Data excerpts start

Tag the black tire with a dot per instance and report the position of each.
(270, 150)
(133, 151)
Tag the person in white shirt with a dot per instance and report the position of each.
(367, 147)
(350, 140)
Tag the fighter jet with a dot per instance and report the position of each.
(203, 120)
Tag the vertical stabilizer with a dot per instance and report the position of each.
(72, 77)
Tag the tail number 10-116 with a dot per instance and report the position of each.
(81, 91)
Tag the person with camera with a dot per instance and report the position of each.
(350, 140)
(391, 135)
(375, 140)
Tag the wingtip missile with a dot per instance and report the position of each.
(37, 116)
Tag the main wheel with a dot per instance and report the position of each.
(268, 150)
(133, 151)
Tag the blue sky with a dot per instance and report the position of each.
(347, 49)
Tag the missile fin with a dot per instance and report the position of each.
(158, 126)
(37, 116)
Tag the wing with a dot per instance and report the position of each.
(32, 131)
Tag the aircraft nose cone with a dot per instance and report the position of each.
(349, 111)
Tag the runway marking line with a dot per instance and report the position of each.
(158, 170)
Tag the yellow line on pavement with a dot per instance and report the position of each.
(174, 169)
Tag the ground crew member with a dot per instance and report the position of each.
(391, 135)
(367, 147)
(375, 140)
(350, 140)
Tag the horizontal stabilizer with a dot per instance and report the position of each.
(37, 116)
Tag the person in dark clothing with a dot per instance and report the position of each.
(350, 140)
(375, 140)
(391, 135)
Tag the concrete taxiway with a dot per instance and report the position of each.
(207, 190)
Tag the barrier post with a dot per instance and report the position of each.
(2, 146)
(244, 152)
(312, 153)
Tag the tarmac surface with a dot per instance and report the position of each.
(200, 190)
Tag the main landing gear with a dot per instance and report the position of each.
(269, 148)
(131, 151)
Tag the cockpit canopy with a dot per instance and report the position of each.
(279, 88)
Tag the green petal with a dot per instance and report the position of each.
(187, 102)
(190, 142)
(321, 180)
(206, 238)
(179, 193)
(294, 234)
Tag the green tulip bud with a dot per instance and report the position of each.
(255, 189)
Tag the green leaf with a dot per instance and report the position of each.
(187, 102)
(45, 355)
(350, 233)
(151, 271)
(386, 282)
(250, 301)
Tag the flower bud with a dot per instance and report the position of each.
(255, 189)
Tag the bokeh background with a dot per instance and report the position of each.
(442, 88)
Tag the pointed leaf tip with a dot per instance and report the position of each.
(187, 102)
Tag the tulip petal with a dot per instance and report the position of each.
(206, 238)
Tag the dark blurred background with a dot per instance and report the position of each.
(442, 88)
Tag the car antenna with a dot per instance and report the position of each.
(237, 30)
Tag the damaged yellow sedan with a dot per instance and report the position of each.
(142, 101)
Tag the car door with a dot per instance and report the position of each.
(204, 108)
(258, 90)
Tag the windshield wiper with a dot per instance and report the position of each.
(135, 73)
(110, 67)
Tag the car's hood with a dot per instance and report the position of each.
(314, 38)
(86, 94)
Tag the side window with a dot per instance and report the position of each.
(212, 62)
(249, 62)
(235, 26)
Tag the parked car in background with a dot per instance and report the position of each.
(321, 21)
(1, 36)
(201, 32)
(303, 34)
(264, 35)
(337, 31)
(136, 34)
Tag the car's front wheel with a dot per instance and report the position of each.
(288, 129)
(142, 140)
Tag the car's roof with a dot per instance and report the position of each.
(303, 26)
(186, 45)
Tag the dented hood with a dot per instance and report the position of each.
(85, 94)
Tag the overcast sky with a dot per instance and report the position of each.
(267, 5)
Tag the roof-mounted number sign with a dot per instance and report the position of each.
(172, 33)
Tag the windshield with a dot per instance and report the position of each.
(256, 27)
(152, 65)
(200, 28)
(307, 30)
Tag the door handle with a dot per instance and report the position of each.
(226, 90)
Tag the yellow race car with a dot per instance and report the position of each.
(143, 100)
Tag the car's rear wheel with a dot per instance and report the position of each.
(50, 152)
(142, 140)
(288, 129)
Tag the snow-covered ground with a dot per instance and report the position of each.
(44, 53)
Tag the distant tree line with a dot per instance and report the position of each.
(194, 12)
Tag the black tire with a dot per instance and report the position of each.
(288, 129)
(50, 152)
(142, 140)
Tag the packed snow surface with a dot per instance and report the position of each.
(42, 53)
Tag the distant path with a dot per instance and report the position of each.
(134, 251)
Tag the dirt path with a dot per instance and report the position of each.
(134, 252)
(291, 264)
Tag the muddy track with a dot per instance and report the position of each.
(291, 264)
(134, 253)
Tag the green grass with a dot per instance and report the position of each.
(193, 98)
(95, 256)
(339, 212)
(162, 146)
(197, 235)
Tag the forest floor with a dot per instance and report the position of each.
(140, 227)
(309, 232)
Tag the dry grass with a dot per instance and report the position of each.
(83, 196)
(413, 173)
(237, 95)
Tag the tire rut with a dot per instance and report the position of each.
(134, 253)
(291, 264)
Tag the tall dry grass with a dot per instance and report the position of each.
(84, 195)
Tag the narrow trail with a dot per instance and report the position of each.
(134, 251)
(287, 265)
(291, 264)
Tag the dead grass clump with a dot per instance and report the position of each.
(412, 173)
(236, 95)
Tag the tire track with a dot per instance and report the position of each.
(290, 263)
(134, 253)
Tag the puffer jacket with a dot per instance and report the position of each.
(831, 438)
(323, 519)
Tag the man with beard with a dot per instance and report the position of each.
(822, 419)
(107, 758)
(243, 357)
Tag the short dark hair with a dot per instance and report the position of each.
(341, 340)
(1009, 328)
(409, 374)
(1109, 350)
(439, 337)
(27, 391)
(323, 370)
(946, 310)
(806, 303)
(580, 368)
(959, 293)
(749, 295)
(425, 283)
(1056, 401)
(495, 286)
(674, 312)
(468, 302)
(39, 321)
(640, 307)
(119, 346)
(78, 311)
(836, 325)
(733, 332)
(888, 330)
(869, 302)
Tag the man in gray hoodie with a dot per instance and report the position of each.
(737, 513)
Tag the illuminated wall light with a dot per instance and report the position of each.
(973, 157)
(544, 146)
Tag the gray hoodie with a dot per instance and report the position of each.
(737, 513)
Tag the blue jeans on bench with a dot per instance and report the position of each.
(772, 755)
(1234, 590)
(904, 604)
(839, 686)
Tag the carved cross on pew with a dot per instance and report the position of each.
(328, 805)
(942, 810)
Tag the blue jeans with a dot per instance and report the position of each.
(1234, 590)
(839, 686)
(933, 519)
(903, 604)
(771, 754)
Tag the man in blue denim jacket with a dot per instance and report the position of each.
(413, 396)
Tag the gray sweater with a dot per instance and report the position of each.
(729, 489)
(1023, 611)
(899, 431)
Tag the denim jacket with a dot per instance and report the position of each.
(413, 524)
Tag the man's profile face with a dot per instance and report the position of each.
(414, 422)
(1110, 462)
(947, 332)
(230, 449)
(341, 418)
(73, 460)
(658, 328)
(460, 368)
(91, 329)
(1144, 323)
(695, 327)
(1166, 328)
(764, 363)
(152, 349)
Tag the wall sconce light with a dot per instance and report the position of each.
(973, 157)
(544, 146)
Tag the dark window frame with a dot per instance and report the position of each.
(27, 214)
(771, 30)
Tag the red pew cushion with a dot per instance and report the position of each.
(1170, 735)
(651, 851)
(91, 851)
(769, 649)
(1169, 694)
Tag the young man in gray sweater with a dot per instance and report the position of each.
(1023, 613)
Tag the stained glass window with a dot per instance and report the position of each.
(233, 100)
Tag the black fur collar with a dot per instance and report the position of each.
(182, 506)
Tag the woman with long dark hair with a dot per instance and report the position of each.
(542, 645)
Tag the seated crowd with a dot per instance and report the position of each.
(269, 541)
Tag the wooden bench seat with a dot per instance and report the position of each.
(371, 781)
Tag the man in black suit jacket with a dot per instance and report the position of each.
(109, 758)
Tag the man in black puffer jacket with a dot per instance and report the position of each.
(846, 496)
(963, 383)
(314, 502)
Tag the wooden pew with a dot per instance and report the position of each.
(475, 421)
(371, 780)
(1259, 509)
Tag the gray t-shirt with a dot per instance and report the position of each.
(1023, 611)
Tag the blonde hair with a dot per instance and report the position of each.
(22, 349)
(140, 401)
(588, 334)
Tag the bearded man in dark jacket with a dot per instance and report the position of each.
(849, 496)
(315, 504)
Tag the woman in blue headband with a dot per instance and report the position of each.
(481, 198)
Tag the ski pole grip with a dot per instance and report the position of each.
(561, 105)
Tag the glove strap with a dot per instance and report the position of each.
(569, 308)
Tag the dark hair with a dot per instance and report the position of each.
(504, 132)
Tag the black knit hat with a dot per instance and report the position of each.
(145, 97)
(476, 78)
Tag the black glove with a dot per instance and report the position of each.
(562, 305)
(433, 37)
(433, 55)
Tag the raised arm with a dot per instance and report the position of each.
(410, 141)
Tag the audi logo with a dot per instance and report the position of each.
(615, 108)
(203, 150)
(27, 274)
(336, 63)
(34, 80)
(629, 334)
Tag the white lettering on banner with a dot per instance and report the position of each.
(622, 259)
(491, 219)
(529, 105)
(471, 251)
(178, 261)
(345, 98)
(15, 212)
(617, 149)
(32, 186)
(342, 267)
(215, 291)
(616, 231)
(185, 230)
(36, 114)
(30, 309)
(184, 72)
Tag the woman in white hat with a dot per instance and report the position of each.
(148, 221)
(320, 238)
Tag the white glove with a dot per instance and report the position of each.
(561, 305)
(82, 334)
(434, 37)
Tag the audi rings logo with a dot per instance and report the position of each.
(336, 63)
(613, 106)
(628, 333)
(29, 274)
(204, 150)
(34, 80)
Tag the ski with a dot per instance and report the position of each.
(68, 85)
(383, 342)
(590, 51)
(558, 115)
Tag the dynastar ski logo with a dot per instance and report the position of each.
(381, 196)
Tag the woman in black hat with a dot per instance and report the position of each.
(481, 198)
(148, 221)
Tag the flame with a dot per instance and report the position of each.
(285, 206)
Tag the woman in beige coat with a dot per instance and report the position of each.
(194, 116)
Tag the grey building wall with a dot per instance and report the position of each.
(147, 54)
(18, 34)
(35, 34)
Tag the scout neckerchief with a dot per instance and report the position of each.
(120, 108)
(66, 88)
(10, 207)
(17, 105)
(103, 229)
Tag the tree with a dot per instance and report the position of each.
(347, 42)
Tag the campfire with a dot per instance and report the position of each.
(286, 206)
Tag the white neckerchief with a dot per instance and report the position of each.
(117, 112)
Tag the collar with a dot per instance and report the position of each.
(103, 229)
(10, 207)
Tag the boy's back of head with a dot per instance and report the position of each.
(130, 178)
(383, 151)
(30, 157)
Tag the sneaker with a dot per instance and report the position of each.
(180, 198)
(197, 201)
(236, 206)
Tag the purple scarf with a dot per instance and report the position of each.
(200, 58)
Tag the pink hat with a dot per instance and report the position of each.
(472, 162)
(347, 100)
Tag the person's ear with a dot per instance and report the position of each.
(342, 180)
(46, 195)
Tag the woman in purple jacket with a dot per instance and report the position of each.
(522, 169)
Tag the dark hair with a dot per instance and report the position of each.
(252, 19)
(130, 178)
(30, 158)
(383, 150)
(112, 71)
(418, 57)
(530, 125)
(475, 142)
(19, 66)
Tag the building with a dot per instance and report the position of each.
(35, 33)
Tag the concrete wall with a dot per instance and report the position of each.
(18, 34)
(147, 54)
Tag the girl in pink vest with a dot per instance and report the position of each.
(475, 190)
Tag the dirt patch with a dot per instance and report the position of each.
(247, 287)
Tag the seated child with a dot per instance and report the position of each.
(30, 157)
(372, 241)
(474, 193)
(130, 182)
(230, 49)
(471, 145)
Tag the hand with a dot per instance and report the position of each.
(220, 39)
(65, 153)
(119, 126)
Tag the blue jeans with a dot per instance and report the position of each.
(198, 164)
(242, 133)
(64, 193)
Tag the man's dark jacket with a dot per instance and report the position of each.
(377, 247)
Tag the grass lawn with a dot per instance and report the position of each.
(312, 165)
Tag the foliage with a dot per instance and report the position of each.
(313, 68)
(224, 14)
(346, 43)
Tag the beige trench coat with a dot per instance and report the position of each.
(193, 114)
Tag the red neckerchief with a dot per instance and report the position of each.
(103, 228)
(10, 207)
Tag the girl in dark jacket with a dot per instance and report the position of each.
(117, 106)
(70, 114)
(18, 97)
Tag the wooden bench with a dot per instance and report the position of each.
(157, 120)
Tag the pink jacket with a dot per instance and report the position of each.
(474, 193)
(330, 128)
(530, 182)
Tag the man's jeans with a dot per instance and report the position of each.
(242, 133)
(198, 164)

Data excerpts end

● **Stated exercise**
Give back exactly the lines that run from the line with "Tag the man's dark" through the close of the material, counting both ends, and nothing more.

● **Solution below**
Tag the man's dark jacket with a dot per instance and report the position of each.
(377, 247)
Tag the grass lawn with a dot per instance and report the position of each.
(312, 165)
Tag the foliage with a dot per instance and report the position of each.
(313, 68)
(224, 14)
(346, 43)
Tag the beige trench coat with a dot per instance and report the position of each.
(193, 114)
Tag the red neckerchief with a dot per instance and report the position of each.
(103, 228)
(10, 207)
Tag the girl in dark jacket with a dot per instance and report the position of each.
(117, 106)
(70, 114)
(18, 97)
Tag the wooden bench with a dot per instance and report the position of each.
(157, 120)
Tag the pink jacket with a dot per instance and report the position of each.
(474, 193)
(330, 128)
(530, 182)
Tag the man's jeans with a dot per instance and report the position of each.
(242, 133)
(198, 164)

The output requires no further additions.